-- Start --

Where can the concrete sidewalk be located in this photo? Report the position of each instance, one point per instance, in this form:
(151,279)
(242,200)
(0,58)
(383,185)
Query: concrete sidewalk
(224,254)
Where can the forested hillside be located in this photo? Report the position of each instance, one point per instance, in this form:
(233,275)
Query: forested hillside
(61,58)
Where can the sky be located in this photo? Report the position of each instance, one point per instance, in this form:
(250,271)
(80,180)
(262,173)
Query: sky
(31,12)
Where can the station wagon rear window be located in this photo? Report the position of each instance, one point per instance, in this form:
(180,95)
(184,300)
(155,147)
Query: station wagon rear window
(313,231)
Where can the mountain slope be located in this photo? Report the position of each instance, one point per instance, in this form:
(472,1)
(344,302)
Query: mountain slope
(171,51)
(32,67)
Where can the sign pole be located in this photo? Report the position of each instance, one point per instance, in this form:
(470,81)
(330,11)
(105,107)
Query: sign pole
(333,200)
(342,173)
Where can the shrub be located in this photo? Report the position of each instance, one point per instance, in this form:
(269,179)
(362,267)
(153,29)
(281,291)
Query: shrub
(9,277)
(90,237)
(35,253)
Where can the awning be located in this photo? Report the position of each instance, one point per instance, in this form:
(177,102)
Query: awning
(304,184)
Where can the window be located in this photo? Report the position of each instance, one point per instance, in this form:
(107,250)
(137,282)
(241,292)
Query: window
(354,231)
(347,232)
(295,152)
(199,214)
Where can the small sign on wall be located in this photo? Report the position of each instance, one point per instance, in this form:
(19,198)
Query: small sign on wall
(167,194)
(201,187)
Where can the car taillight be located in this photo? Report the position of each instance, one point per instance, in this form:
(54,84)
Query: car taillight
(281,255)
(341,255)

-- End --
-- Start --

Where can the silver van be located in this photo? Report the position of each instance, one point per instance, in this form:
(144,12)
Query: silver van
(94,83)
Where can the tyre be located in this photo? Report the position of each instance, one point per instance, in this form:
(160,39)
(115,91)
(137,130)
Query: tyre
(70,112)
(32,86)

-- End --

Problem requirements: Report each line of the items above that contains the string "station", copying every such line in full. Matching is case-sensitive.

Result of this exercise:
Where can the station wagon rear window be located in this photo? Report the position of each instance, one point per instance, in this form:
Query: station wagon rear window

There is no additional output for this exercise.